> [SET TASK]: Can you convert every row below into a Markdown table with two columns, "No." for its number and "Entry" for the line itself, leaving out any blank lines?
— begin SUPPLIED MATERIAL —
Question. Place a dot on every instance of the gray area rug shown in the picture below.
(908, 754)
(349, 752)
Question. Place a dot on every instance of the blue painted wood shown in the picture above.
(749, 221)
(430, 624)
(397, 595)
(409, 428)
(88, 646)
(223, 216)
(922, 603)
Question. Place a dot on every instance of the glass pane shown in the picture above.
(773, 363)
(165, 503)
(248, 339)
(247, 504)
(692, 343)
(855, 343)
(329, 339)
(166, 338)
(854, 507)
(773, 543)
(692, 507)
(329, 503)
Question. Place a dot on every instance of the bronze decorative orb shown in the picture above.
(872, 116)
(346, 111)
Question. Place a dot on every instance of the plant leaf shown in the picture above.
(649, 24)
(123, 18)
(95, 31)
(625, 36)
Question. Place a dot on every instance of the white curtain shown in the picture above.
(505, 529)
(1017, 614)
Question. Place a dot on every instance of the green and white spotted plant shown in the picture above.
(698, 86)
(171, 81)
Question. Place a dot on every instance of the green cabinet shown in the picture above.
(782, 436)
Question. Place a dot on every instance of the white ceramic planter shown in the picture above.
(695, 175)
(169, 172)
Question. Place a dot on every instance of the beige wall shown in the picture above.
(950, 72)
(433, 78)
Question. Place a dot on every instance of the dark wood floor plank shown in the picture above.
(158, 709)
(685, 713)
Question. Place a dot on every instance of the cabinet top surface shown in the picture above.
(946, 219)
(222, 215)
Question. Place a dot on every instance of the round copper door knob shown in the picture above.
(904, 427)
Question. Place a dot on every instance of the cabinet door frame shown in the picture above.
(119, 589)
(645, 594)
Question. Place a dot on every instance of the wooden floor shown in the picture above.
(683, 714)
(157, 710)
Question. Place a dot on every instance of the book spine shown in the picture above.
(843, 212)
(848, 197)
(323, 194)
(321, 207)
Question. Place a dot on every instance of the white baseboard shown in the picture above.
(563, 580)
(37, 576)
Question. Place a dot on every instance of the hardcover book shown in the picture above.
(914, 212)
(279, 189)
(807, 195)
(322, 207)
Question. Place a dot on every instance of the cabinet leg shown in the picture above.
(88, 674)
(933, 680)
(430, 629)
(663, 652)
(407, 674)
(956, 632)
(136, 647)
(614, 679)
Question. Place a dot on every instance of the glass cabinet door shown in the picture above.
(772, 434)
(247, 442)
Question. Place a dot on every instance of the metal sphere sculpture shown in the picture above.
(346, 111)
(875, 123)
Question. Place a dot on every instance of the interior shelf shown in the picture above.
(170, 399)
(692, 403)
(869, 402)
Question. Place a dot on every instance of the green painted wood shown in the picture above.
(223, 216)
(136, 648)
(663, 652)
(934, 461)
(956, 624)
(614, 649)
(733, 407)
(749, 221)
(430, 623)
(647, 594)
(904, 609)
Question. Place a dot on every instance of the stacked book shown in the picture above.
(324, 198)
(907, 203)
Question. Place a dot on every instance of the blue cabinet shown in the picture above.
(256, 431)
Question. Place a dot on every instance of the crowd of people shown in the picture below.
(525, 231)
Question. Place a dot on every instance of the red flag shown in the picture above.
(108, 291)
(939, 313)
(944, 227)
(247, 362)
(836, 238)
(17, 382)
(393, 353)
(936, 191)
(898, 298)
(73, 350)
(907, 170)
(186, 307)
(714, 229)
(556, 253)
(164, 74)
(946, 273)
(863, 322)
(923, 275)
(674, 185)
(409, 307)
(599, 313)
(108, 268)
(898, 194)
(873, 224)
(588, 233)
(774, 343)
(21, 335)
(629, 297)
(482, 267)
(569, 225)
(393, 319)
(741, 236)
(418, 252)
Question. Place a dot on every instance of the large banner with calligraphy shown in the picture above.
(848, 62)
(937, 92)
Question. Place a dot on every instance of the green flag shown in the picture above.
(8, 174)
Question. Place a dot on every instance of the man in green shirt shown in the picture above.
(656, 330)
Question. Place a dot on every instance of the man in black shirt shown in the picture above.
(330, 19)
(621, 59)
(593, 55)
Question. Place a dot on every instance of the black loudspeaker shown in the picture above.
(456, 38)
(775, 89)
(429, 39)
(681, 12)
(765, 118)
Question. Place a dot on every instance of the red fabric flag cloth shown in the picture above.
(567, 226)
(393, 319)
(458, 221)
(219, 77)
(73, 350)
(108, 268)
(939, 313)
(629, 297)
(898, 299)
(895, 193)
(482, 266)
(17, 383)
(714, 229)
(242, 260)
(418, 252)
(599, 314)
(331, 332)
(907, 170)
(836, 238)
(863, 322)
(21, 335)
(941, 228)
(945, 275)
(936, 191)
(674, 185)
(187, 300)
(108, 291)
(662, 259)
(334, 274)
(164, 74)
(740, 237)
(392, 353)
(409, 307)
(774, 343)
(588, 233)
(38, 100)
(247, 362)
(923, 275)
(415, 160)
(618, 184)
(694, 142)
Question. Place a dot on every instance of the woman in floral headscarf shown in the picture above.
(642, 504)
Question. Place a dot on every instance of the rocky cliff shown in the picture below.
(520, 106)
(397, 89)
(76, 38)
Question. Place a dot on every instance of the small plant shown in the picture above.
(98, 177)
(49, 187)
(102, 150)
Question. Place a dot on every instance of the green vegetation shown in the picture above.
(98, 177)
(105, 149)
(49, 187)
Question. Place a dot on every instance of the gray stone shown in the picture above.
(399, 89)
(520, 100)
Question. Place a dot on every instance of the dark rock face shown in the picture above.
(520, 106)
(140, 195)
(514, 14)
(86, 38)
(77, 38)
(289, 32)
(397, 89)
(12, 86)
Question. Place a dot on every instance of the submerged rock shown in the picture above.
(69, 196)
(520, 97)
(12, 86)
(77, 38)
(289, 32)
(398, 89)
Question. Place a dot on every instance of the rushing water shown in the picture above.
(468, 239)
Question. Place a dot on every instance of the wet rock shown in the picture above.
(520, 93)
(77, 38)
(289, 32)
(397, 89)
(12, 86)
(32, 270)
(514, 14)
— end SUPPLIED MATERIAL —
> [SOLUTION]:
| No. | Entry |
|---|---|
| 1 | Question. Place a dot on every instance of the gray area rug shown in the picture below. |
| 2 | (908, 754) |
| 3 | (349, 752) |
| 4 | Question. Place a dot on every instance of the blue painted wood shown in the picture above. |
| 5 | (749, 221) |
| 6 | (430, 624) |
| 7 | (397, 595) |
| 8 | (409, 428) |
| 9 | (88, 646) |
| 10 | (223, 216) |
| 11 | (922, 603) |
| 12 | Question. Place a dot on every instance of the glass pane shown in the picture above. |
| 13 | (773, 363) |
| 14 | (165, 503) |
| 15 | (248, 339) |
| 16 | (247, 504) |
| 17 | (692, 343) |
| 18 | (855, 343) |
| 19 | (329, 339) |
| 20 | (166, 338) |
| 21 | (854, 507) |
| 22 | (773, 543) |
| 23 | (692, 507) |
| 24 | (329, 503) |
| 25 | Question. Place a dot on every instance of the bronze decorative orb shown in the picture above. |
| 26 | (872, 116) |
| 27 | (346, 111) |
| 28 | Question. Place a dot on every instance of the plant leaf shown in the picture above. |
| 29 | (649, 24) |
| 30 | (123, 18) |
| 31 | (95, 31) |
| 32 | (625, 36) |
| 33 | Question. Place a dot on every instance of the white curtain shown in the picture above. |
| 34 | (505, 529) |
| 35 | (1017, 614) |
| 36 | Question. Place a dot on every instance of the green and white spotted plant shown in the picture above. |
| 37 | (698, 86) |
| 38 | (171, 81) |
| 39 | Question. Place a dot on every instance of the green cabinet shown in the picture above. |
| 40 | (782, 436) |
| 41 | Question. Place a dot on every instance of the white ceramic planter shown in the picture above. |
| 42 | (695, 175) |
| 43 | (169, 172) |
| 44 | Question. Place a dot on every instance of the beige wall shown in the picture above. |
| 45 | (950, 72) |
| 46 | (433, 78) |
| 47 | Question. Place a dot on every instance of the dark wood floor plank shown in the picture above. |
| 48 | (158, 709) |
| 49 | (685, 713) |
| 50 | Question. Place a dot on every instance of the cabinet top surface shown in the picture above. |
| 51 | (946, 219) |
| 52 | (222, 215) |
| 53 | Question. Place a dot on every instance of the round copper door knob shown in the picture above. |
| 54 | (904, 427) |
| 55 | Question. Place a dot on every instance of the cabinet door frame shown in the picture above. |
| 56 | (119, 589) |
| 57 | (645, 594) |
| 58 | Question. Place a dot on every instance of the wooden floor shown in the picture above. |
| 59 | (683, 714) |
| 60 | (157, 710) |
| 61 | Question. Place a dot on every instance of the book spine shown in the picture above. |
| 62 | (843, 212) |
| 63 | (848, 197) |
| 64 | (323, 194) |
| 65 | (321, 207) |
| 66 | Question. Place a dot on every instance of the white baseboard shown in the picture above. |
| 67 | (563, 580) |
| 68 | (37, 576) |
| 69 | Question. Place a dot on every instance of the hardcover book shown in the picture above. |
| 70 | (914, 212) |
| 71 | (279, 189) |
| 72 | (807, 195) |
| 73 | (322, 207) |
| 74 | Question. Place a dot on every instance of the cabinet leg shown in the picture above. |
| 75 | (88, 674) |
| 76 | (933, 680) |
| 77 | (430, 629) |
| 78 | (663, 652) |
| 79 | (407, 674) |
| 80 | (956, 632) |
| 81 | (136, 647) |
| 82 | (614, 679) |
| 83 | Question. Place a dot on every instance of the glass cabinet door shown in the picture above. |
| 84 | (772, 434) |
| 85 | (247, 442) |
| 86 | Question. Place a dot on every instance of the metal sphere sculpture shown in the picture above. |
| 87 | (346, 111) |
| 88 | (875, 123) |
| 89 | Question. Place a dot on every instance of the interior shelf shown in the picture above. |
| 90 | (170, 399) |
| 91 | (692, 403) |
| 92 | (869, 402) |
| 93 | Question. Place a dot on every instance of the green painted wood shown in the picture above. |
| 94 | (223, 216) |
| 95 | (136, 648) |
| 96 | (663, 652) |
| 97 | (934, 461) |
| 98 | (956, 624) |
| 99 | (614, 649) |
| 100 | (733, 407) |
| 101 | (749, 221) |
| 102 | (430, 623) |
| 103 | (647, 594) |
| 104 | (904, 609) |
| 105 | Question. Place a dot on every instance of the stacked book shown in the picture above. |
| 106 | (324, 198) |
| 107 | (907, 203) |
| 108 | Question. Place a dot on every instance of the blue cabinet shown in the picture above. |
| 109 | (256, 431) |
| 110 | Question. Place a dot on every instance of the crowd of people shown in the picture below. |
| 111 | (525, 231) |
| 112 | Question. Place a dot on every instance of the red flag shown in the picture above. |
| 113 | (108, 291) |
| 114 | (939, 313) |
| 115 | (944, 227) |
| 116 | (247, 362) |
| 117 | (836, 238) |
| 118 | (17, 382) |
| 119 | (393, 353) |
| 120 | (936, 191) |
| 121 | (898, 298) |
| 122 | (73, 350) |
| 123 | (907, 170) |
| 124 | (186, 307) |
| 125 | (714, 229) |
| 126 | (556, 253) |
| 127 | (164, 74) |
| 128 | (946, 273) |
| 129 | (863, 322) |
| 130 | (923, 275) |
| 131 | (674, 185) |
| 132 | (409, 307) |
| 133 | (599, 313) |
| 134 | (108, 268) |
| 135 | (898, 194) |
| 136 | (873, 224) |
| 137 | (588, 233) |
| 138 | (774, 343) |
| 139 | (21, 335) |
| 140 | (629, 297) |
| 141 | (482, 267) |
| 142 | (569, 225) |
| 143 | (393, 319) |
| 144 | (741, 236) |
| 145 | (418, 252) |
| 146 | Question. Place a dot on every instance of the large banner with calligraphy shown in the picture above. |
| 147 | (848, 62) |
| 148 | (937, 92) |
| 149 | Question. Place a dot on every instance of the green flag shown in the picture above. |
| 150 | (8, 174) |
| 151 | Question. Place a dot on every instance of the man in green shirt shown in the picture above. |
| 152 | (656, 330) |
| 153 | Question. Place a dot on every instance of the man in black shirt shown in the picture above. |
| 154 | (330, 19) |
| 155 | (621, 59) |
| 156 | (593, 55) |
| 157 | Question. Place a dot on every instance of the black loudspeaker shown in the picture above. |
| 158 | (456, 38) |
| 159 | (775, 89) |
| 160 | (429, 39) |
| 161 | (681, 12) |
| 162 | (765, 118) |
| 163 | Question. Place a dot on every instance of the red fabric flag cloth shown in the picture above. |
| 164 | (567, 226) |
| 165 | (393, 319) |
| 166 | (458, 221) |
| 167 | (219, 77) |
| 168 | (73, 350) |
| 169 | (108, 268) |
| 170 | (939, 313) |
| 171 | (629, 297) |
| 172 | (898, 299) |
| 173 | (895, 193) |
| 174 | (482, 266) |
| 175 | (17, 383) |
| 176 | (714, 229) |
| 177 | (242, 260) |
| 178 | (418, 252) |
| 179 | (599, 314) |
| 180 | (331, 332) |
| 181 | (907, 170) |
| 182 | (836, 238) |
| 183 | (863, 322) |
| 184 | (21, 335) |
| 185 | (941, 228) |
| 186 | (945, 275) |
| 187 | (936, 191) |
| 188 | (674, 185) |
| 189 | (187, 300) |
| 190 | (108, 291) |
| 191 | (662, 259) |
| 192 | (334, 274) |
| 193 | (164, 74) |
| 194 | (740, 237) |
| 195 | (392, 353) |
| 196 | (409, 307) |
| 197 | (774, 343) |
| 198 | (588, 233) |
| 199 | (38, 100) |
| 200 | (247, 362) |
| 201 | (923, 275) |
| 202 | (415, 160) |
| 203 | (618, 184) |
| 204 | (694, 142) |
| 205 | Question. Place a dot on every instance of the woman in floral headscarf shown in the picture above. |
| 206 | (642, 504) |
| 207 | Question. Place a dot on every instance of the rocky cliff shown in the picture below. |
| 208 | (520, 106) |
| 209 | (397, 89) |
| 210 | (76, 38) |
| 211 | Question. Place a dot on every instance of the small plant shown in the picture above. |
| 212 | (98, 177) |
| 213 | (49, 187) |
| 214 | (102, 150) |
| 215 | Question. Place a dot on every instance of the green vegetation shown in the picture above. |
| 216 | (98, 177) |
| 217 | (105, 149) |
| 218 | (49, 187) |
| 219 | Question. Place a dot on every instance of the gray stone shown in the picture above. |
| 220 | (399, 89) |
| 221 | (520, 100) |
| 222 | Question. Place a dot on every instance of the dark rock face shown in the picture above. |
| 223 | (520, 106) |
| 224 | (140, 195) |
| 225 | (514, 14) |
| 226 | (86, 38) |
| 227 | (77, 38) |
| 228 | (289, 32) |
| 229 | (397, 89) |
| 230 | (12, 86) |
| 231 | Question. Place a dot on every instance of the submerged rock shown in the picture above. |
| 232 | (69, 196) |
| 233 | (520, 97) |
| 234 | (12, 86) |
| 235 | (77, 38) |
| 236 | (289, 32) |
| 237 | (398, 89) |
| 238 | Question. Place a dot on every instance of the rushing water shown in the picture above. |
| 239 | (468, 239) |
| 240 | Question. Place a dot on every instance of the wet rock shown in the picture above. |
| 241 | (520, 93) |
| 242 | (77, 38) |
| 243 | (289, 32) |
| 244 | (397, 89) |
| 245 | (12, 86) |
| 246 | (32, 270) |
| 247 | (514, 14) |